Nos voisines sont venues en pyjama et se glissent déjà sous la couette. D’autres restent assis, d’autres s’allongent habillés. Et progressivement, un ballet de trousses de toilettes s’organise dans le calme. Au lieu de se précipiter dans les vestiaires ou les toilettes, chacun respecte l’intimité de l’autre. On attend tranquillement sur son matelas qu’une place se libère. Tout se passe dans le calme et le respect de chacun. Dans l’espace du dojo, les notes s’allongent et crépitent, à la fois mélancoliques et lumineuses. On s’est brossé les dents, on est en pyjama et on se glisse dans notre duvet moelleux. On écoute, on a l’impression que le temps s’allonge avec nous. On se sent même ému par ce qu’on est en train de vivre. A la fois intense et paisible.

2011-10-14-ELECTRONIK_Nuit-SLAAPWEL-alter1fo-7En même temps, on a les yeux écarquillés d’excitation. On se dit qu’on n’arrivera sûrement pas à s’endormir. Le moment est trop intense. Certains arrivent encore et se glissent sous les draps, toujours avec les mêmes sourires.  On pense à Brian Eno, blessé, allongé dans son lit, qui ne pouvait changer le canal de sa chaîne et qui inventa l’ambient (c’est en tout cas ce que raconte la légende) et on est encore plus persuadé que cette musique se vit vraiment de cette manière, installé confortablement, allongé. On lève un peu la tête pour regarder l’artiste qui joue de la guitare au milieu du tatami. Il la fait passer par ses filtres, et les notes flottent dans la nuit. Comme tout le public présent, on pensait vraiment sincèrement qu’on ne s’endormirait pas. Et comme tout le monde, on a sombré ! Notre esprit s’est progressivement trouvé totalement happé par la musique. On se retrouve dans cet état de flottement,  à cette frontière entre l’éveil et le sommeil, accompagné par la douceur des notes qui se glissent dans le silence. D’aucuns nous diront même le lendemain matin que la respiration de leur voisin(e) s’est parfaitement mêlée à cet ambient tout en délicatesse.

## Données présentées:
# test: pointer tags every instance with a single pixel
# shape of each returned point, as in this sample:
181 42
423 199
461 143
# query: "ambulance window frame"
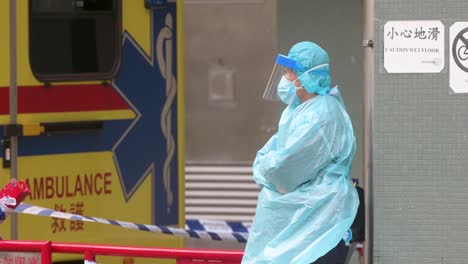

## Série d'exercices:
1. D'après le passage fourni, qu'est-ce qui rend encore plus convaincu que cette musique se vit vraiment allongé ? Répondez en une à trois phrases.
2. Recopiez mot pour mot la portion du passage fourni allant de « Nos voisines sont » jusqu'à « intense et paisible. ».

## Réponses par exercice:
1. C'est la pensée de Brian Eno, blessé et allongé dans son lit, qui ne pouvait pas changer le canal de sa chaîne. Selon la légende, c'est dans cette situation qu'il aurait inventé l'ambient.

2.
Nos voisines sont venues en pyjama et se glissent déjà sous la couette. D’autres restent assis, d’autres s’allongent habillés. Et progressivement, un ballet de trousses de toilettes s’organise dans le calme. Au lieu de se précipiter dans les vestiaires ou les toilettes, chacun respecte l’intimité de l’autre. On attend tranquillement sur son matelas qu’une place se libère. Tout se passe dans le calme et le respect de chacun. Dans l’espace du dojo, les notes s’allongent et crépitent, à la fois mélancoliques et lumineuses. On s’est brossé les dents, on est en pyjama et on se glisse dans notre duvet moelleux. On écoute, on a l’impression que le temps s’allonge avec nous. On se sent même ému par ce qu’on est en train de vivre. A la fois intense et paisible.